* [Brief] Continue the article on preventing fraud in organizations from where it stops.

* [Selected excerpt]
4 Fraudulent Activities to Prevent in Your Organization

4 Fraudulent Activities to Prevent in Your Organization

Image by Sang Hyun Cho from Pixabay

With fraud operating at so many different levels, prevention is better than a cure. Stopping the problem by detecting and denying fraudulent activity before it can integrate with your company is the best way forward, and with the help of modern technology and research, businesses have multiple ways to address multiple types of fraud before they even begin.

1 – Employee Information Theft

In the age of hybrid work, most workers have access to personal computers in their own home that are connected to the work network, meaning any leaks in cybersecurity can lead to not only company information being found, but personal employee information too. The rate at which personal computers were targeted increased 768% leading into COVID as companies rushed to set up a huge IT network to facilitate working from home.

What can you do?

One way to limit the effect on employees is to supply work laptops or computer systems that don’t contain personal information.

2 – Payment Fraud

Once your employee information is safe, there’s still the threat of identity theft from outside the company – from customers. If someone interacts with your goods and services while using a stolen card or other payment method the cost could be severe. Not only that, but fast payment methods built into accounts like Google Pay or contactless have increased Payment Fraud rates by 64% over two years.

What can you do?

Bolstering a company with payments fraud prevention techniques is the safest way to protect your assets from this avenue of fraud. Having active systems to predict, identify, and shut-down fraudulent transactions before they happen is the only way to be certain that fraud isn’t active at the company.

3 – Asset Misappropriation

Assets in your company are integral to your success, be it the sum of money supporting your efforts or the outcome of previous investments. All of these varying assets need to be protected and maintained to ensure no employee is deliberately or mistakenly moving or removing assets. Things like company cards or accounts can be easy to access and manipulate, and it’s unfortunate that trust alone doesn’t always stop these cases.

* [Excerpted data]

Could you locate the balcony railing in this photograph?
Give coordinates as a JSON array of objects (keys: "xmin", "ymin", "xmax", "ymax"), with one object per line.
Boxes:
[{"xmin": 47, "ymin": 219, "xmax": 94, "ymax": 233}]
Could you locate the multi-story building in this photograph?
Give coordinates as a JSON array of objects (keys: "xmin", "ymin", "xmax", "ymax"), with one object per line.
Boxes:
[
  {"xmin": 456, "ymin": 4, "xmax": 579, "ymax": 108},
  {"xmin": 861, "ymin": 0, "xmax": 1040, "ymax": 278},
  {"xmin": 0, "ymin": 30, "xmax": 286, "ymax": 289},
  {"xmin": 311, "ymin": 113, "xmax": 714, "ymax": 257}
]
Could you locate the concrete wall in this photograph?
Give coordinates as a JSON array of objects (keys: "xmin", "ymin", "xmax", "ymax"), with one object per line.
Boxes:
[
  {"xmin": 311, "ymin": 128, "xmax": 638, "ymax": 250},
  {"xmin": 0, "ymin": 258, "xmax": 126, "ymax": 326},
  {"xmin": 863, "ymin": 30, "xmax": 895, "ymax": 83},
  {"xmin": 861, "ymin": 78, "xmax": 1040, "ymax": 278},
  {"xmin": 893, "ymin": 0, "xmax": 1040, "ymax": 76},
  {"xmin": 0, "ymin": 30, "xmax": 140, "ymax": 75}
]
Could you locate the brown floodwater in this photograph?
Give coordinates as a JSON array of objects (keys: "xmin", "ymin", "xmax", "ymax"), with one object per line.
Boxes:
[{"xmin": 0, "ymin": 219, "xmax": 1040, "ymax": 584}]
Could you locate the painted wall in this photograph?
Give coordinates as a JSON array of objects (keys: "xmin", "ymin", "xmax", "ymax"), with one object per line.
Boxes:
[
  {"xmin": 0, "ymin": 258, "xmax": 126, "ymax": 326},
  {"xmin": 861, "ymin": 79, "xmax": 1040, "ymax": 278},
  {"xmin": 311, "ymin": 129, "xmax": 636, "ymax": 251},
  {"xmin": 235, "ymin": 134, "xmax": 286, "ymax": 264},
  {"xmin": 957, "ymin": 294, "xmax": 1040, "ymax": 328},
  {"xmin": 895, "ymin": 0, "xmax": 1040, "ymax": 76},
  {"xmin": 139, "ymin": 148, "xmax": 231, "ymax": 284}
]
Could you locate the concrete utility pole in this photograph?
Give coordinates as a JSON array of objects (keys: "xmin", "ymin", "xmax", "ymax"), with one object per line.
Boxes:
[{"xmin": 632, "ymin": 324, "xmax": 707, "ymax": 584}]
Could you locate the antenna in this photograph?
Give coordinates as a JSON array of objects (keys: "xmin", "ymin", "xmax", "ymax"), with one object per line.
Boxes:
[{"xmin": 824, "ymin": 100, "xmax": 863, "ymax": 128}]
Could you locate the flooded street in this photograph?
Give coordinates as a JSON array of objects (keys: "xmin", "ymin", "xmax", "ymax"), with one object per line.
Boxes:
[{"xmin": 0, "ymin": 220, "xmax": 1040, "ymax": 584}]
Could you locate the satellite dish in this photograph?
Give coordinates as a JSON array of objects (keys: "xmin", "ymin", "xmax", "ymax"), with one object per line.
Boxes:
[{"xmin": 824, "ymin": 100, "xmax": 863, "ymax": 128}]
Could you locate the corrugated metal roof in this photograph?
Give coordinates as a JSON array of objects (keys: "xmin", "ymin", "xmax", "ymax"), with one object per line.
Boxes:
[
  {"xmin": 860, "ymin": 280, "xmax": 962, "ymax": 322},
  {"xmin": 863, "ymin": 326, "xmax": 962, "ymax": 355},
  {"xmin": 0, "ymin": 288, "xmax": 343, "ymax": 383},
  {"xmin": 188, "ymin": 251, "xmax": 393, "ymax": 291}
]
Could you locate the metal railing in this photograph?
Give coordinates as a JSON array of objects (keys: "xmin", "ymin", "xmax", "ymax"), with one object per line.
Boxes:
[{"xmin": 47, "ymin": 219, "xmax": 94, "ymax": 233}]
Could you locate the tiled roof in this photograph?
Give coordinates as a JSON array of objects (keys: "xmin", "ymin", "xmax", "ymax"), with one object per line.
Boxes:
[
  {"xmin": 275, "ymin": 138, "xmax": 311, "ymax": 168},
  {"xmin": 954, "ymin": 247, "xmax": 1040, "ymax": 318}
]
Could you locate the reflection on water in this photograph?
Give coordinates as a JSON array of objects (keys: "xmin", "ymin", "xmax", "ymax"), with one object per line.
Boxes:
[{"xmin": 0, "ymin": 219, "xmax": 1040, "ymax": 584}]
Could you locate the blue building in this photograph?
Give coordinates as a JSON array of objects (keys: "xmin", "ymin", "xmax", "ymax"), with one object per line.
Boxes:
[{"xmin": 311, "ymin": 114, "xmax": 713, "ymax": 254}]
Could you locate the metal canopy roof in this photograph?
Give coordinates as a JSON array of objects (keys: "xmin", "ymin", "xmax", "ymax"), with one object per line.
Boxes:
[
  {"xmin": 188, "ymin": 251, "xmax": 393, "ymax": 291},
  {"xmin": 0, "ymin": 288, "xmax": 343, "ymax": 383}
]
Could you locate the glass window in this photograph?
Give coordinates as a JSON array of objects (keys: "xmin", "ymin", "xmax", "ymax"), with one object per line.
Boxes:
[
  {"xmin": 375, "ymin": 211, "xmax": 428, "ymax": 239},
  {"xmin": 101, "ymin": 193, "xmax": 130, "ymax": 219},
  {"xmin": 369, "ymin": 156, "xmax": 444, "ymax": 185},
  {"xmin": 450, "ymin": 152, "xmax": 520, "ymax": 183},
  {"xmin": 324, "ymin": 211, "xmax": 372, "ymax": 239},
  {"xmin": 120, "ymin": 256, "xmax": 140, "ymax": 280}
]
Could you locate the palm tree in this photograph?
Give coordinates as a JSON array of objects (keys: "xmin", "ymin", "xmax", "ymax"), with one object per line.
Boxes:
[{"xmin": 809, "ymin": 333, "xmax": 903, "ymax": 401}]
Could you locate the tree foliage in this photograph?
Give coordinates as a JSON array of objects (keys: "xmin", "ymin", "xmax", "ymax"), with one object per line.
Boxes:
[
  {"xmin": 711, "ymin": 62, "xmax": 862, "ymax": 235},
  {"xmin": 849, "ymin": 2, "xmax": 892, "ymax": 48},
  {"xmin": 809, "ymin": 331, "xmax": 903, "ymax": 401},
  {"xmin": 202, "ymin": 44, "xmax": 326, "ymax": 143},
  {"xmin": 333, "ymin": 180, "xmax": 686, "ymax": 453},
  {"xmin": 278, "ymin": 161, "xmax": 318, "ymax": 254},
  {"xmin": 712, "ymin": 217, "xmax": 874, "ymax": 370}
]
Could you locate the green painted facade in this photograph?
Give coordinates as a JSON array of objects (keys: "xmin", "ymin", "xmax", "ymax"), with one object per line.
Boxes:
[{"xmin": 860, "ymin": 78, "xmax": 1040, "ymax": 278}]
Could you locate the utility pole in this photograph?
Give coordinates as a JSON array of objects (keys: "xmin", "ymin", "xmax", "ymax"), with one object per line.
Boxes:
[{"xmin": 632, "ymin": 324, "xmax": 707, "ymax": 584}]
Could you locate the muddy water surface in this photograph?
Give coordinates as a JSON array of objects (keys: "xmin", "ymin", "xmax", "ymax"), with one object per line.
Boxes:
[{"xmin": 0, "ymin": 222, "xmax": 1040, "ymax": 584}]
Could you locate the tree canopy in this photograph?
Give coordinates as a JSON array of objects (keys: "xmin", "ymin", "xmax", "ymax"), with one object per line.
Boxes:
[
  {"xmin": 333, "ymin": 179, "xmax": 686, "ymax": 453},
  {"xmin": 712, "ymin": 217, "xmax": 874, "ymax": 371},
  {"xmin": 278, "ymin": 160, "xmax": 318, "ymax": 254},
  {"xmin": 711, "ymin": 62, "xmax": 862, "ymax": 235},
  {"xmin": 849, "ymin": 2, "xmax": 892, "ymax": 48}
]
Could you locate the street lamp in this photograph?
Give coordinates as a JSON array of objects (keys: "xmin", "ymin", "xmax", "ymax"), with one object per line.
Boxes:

* [Answer to the problem]
What can you do?

Similarly to employee information theft, assets benefit from a dedicated IT team that enforces and regulates good cybersecurity. However, unlike employee information, asset theft can be physical too. This means careful inventory checks at relevant companies and a thorough timetable of who has access to assets and when. Rotating this timetable through employees and allowing them to peer-assess each other’s work in these areas will ensure accounts are safe from any tampering.

4 – Invoice Fraud

For companies that have multiple business partners and freelance workers, invoice fraud is deadly. By intercepting legitimate invoices, hackers can redirect and recreate them to be paid instead.

What can you do?

Barclays discovered only 14% of companies actually call the phone line attached to invoices to confirm the identity of the sender. By taking the time to call the number or verify the identity in another way, you save money later on cleaning up the effects of the fraud.

Prevention is better than cure

By using the information available on these fraudulent activities you can start preparing your business to defend itself. Both internal and external threats – all fraud can be prevented to some degree and the investment in the solutions here like an IT help desk or payment fraud prevention will pay for itself by stopping fraud claiming your assets.